▶ **DO THIS**:
Reproduce the interview passage verbatim, from "I suppose the" up to and including "the old-fashioned way.".

▶ **SUPPLIED PASSAGE**:

## start

Then I tied up with an on-line writer's workshop. I learned LOTS there. Through peer group critique, I gained many good ideas that I've used in many of the things I've written. We all helped each other. I acknowledged all the people who stuck with me through every chapter of A NEW PROSPECT on its third page. Smart people and good friends.
 
A word of caution to anyone thinking of enrolling in an on-line workshop. You need a thick skin. Some of your peers take advantage of the anonymity afforded by computer contact and do nothing to develop a bedside manner. Thankfully they fade away quickly, but they do leave their mark.

Is there a theme that runs through your writing?
I suppose the underlying theme running through each Sam Jenkins story is that he's a dinosaur. He began his police career at the tail end of the wild and woolly days and now he's into the age of computerized law enforcement. He's more like one of his old-west heroes than someone you might see on an episode of CSI Tennessee. He generally gets things done the old-fashioned way.
 
And he's obsessed with doing the right thing--no matter how often he bumps heads with one of the local politicians--and that's often.

What writers have influenced you?
I only began reading a lot of cop fiction after I retired. Prior to that, I read whatever Joe Wambaugh published because he has been a cop and he wrote it as it really happens. Not everything was a major organized crime case or involved an international drug cartel.

## end

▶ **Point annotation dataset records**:
## start

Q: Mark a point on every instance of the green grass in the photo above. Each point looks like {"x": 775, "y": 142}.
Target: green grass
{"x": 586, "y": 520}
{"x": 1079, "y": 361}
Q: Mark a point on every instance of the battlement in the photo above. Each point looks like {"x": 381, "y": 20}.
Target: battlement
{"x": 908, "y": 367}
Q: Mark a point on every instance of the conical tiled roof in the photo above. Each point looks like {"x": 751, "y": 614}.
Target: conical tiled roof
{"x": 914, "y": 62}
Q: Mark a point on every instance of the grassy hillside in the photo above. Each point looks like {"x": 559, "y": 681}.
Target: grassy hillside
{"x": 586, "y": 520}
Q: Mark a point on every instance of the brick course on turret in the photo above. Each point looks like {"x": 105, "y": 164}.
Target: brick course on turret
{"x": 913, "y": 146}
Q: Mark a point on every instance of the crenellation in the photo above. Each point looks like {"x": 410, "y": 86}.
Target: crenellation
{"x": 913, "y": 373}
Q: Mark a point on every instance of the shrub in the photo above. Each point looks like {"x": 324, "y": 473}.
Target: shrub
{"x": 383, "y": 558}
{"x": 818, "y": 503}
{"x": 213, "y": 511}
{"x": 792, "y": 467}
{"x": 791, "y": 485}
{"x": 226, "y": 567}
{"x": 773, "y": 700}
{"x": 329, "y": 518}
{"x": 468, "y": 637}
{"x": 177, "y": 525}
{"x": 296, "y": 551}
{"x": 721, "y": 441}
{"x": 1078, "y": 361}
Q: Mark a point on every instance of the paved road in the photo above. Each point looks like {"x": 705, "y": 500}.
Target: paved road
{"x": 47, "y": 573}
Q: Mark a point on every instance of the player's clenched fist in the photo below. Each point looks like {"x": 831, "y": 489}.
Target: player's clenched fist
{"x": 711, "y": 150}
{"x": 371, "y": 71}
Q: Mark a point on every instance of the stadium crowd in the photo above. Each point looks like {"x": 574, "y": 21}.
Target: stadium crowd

## end

▶ **SOLUTION TO THE EXERCISE**:
I suppose the underlying theme running through each Sam Jenkins story is that he's a dinosaur. He began his police career at the tail end of the wild and woolly days and now he's into the age of computerized law enforcement. He's more like one of his old-west heroes than someone you might see on an episode of CSI Tennessee. He generally gets things done the old-fashioned way.